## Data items

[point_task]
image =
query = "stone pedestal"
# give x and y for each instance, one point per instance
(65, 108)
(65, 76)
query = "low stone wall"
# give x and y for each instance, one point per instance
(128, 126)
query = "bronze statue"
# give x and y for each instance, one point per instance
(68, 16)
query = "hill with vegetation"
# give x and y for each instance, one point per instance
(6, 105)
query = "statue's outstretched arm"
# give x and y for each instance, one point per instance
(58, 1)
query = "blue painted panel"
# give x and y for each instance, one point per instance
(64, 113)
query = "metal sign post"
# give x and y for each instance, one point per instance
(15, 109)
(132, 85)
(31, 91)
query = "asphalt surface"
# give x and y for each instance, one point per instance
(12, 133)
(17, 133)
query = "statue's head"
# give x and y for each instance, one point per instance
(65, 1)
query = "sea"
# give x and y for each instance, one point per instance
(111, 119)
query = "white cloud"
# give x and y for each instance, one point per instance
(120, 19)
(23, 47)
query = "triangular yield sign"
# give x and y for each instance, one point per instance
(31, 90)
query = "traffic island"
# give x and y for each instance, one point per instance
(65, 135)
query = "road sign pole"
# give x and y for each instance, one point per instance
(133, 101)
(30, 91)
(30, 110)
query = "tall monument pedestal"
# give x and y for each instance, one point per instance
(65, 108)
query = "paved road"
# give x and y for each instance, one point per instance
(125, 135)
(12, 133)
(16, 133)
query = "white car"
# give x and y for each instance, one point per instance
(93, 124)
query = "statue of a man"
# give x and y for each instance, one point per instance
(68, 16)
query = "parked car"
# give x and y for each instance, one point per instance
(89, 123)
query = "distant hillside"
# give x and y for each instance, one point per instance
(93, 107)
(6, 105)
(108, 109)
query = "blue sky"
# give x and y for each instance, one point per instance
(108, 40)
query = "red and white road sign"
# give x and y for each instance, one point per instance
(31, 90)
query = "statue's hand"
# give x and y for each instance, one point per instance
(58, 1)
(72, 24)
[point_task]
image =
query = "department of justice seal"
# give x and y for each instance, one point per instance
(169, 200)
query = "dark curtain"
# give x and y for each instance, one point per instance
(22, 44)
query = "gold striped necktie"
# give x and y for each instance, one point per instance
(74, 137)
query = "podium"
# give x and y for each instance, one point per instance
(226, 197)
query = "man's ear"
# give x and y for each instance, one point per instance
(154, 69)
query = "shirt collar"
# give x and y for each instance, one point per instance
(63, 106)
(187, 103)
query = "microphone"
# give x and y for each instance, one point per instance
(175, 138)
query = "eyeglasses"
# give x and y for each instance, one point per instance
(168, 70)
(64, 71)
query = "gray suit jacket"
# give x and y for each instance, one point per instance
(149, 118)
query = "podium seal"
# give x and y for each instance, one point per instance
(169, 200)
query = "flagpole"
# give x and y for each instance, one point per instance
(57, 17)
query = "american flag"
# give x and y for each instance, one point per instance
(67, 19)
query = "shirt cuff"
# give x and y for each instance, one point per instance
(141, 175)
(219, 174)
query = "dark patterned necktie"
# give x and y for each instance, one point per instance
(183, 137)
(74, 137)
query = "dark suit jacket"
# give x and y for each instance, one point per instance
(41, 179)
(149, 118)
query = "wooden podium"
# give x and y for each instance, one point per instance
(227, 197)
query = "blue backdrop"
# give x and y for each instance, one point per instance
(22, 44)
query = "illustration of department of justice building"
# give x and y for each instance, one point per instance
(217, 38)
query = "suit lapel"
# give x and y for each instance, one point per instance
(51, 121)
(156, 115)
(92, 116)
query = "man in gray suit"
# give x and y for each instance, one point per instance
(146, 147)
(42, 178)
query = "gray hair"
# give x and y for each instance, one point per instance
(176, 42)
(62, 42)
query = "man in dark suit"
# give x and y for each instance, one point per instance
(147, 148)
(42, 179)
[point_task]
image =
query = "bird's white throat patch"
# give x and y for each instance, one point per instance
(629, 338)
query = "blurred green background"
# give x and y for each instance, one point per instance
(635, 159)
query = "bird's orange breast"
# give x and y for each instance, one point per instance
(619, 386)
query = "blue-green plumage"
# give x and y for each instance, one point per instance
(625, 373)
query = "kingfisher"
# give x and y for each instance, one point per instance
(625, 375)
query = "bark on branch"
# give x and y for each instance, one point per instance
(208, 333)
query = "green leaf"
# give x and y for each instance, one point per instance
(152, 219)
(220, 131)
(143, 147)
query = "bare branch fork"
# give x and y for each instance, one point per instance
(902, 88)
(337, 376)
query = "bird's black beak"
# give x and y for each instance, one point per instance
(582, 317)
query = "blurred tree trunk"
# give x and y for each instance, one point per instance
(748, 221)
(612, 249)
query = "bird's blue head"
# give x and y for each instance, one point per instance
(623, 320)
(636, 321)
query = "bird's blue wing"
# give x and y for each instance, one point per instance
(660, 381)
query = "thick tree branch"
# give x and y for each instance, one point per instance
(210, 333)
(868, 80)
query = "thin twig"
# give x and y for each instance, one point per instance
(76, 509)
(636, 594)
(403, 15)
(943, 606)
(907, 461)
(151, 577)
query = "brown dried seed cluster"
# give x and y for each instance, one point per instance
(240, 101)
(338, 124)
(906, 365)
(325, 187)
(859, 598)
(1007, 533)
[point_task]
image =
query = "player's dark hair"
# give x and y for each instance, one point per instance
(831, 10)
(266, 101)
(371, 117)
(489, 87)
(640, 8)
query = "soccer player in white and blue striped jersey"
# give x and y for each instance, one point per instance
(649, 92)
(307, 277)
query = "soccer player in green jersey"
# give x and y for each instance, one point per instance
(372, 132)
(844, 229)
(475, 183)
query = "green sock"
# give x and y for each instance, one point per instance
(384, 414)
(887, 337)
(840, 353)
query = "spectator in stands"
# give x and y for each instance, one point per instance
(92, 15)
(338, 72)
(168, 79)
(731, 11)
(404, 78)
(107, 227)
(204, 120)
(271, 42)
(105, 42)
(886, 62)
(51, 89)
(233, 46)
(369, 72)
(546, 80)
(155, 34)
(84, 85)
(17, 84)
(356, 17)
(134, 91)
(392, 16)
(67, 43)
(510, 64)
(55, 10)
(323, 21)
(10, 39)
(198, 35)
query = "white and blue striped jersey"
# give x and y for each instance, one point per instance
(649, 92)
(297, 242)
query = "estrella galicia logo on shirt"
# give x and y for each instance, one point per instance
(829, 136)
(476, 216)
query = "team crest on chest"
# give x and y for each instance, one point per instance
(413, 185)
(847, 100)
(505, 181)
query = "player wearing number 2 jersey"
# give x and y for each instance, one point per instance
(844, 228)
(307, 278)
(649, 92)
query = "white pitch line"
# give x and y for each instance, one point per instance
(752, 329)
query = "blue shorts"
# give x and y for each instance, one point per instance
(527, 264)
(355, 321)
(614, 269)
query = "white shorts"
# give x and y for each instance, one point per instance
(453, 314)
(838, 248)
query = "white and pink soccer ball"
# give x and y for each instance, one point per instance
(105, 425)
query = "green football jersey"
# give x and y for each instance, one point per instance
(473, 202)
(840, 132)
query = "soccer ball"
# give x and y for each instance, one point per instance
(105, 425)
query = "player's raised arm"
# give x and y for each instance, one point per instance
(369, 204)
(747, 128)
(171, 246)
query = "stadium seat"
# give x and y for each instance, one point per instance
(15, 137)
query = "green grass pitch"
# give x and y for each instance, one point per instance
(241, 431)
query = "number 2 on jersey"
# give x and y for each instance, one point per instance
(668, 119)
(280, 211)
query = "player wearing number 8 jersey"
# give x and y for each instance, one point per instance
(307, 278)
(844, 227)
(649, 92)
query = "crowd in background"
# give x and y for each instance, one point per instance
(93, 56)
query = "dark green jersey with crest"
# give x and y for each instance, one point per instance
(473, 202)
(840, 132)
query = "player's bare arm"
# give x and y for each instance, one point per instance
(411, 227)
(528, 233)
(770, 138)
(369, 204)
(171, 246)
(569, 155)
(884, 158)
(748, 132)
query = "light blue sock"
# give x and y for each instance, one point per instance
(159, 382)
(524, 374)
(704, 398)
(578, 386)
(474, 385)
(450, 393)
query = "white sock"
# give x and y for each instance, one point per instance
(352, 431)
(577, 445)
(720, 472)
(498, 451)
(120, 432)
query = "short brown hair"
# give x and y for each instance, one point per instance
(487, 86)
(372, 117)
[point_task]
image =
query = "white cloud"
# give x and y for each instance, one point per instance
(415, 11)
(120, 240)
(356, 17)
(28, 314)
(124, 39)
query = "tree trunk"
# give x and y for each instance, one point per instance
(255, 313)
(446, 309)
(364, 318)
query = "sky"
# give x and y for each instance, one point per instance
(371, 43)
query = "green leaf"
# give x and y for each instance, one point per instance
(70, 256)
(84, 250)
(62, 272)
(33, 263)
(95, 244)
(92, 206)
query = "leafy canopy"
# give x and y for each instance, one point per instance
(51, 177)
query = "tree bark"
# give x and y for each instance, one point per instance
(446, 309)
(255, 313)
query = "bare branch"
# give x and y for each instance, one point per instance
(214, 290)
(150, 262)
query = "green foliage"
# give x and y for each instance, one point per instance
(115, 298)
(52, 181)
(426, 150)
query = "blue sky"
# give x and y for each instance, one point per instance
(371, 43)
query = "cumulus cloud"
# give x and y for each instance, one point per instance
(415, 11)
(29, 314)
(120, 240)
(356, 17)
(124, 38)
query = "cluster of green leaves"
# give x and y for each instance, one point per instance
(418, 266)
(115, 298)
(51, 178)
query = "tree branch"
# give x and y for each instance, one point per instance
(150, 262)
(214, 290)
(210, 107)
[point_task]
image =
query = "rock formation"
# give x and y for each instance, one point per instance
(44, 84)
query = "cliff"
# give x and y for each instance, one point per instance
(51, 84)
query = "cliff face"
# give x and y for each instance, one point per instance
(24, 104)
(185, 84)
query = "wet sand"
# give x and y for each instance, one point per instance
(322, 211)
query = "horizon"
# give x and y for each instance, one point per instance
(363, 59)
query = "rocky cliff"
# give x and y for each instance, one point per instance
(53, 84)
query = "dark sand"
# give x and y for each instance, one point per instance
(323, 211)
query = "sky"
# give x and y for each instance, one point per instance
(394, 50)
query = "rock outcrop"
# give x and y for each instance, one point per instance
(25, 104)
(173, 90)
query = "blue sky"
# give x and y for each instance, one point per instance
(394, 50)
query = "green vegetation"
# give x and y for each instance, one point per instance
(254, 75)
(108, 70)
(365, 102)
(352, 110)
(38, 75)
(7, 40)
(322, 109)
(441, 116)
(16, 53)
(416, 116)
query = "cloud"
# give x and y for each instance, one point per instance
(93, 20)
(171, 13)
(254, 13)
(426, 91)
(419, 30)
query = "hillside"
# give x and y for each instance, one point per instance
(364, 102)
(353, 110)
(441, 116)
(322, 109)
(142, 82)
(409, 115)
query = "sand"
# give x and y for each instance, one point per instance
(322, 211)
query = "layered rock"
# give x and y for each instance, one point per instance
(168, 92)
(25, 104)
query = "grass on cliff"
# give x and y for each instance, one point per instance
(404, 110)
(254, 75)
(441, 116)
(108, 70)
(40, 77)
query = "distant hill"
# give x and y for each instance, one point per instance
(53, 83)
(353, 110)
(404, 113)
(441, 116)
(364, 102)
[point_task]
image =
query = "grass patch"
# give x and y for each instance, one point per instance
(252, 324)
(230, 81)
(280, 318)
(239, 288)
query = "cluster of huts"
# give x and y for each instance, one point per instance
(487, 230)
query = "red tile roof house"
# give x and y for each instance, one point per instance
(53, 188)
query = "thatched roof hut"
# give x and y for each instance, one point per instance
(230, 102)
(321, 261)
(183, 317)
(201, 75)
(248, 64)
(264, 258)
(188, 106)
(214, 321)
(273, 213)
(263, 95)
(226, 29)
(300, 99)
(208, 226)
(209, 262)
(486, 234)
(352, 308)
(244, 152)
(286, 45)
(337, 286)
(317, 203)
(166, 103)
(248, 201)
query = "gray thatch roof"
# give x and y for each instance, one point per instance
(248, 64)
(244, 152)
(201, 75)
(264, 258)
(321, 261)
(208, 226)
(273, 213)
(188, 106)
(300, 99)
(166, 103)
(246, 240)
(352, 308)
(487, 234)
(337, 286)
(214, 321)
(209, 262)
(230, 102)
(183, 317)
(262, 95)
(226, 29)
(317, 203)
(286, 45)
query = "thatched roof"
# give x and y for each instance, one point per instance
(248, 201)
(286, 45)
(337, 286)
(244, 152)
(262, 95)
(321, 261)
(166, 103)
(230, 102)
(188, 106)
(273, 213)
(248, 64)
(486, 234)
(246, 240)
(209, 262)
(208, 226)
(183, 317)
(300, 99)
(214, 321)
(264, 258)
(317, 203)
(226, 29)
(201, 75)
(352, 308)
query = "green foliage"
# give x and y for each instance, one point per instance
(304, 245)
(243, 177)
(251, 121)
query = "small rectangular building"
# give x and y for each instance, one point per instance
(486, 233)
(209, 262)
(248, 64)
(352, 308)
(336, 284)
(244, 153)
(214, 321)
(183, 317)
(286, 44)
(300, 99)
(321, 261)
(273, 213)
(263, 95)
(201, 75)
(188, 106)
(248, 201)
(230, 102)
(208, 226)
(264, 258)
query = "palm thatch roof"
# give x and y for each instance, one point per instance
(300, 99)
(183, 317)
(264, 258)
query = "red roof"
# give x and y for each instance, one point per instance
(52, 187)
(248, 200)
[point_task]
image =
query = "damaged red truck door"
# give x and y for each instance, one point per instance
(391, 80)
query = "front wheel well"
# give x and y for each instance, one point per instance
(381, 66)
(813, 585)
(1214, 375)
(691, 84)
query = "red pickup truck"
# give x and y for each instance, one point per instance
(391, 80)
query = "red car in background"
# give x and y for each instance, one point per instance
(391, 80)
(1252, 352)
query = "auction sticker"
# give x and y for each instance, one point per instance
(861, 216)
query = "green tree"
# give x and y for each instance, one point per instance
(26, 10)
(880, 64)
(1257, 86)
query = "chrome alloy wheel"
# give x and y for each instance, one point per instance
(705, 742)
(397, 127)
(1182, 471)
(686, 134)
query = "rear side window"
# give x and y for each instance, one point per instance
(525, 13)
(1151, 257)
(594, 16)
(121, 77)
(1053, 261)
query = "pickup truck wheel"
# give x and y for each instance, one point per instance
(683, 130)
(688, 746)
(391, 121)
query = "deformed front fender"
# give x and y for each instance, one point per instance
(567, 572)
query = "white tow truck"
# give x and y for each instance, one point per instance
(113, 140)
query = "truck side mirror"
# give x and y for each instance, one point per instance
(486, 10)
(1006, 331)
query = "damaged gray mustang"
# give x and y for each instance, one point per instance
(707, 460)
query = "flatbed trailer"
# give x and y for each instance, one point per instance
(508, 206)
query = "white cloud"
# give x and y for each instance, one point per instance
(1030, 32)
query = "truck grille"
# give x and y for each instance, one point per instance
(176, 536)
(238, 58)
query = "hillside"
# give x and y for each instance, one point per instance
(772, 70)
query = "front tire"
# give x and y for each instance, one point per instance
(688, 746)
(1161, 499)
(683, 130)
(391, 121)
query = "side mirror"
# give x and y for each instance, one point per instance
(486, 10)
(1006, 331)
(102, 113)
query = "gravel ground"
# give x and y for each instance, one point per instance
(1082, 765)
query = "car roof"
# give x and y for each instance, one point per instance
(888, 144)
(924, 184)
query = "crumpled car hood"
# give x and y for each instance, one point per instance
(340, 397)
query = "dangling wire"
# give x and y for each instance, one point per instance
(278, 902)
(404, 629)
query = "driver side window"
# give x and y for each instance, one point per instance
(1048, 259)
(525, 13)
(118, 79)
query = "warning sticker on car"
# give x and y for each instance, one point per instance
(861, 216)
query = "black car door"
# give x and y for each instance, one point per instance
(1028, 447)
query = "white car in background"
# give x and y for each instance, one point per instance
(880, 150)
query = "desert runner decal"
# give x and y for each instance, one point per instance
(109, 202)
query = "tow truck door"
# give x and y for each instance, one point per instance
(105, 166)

## To do
Gather every line in the rows above that contains the string "sign" and copy each one out.

## Answer to the task
query = "metal sign post"
query = "triangular yield sign"
query = "road sign pole"
query = "red and white road sign"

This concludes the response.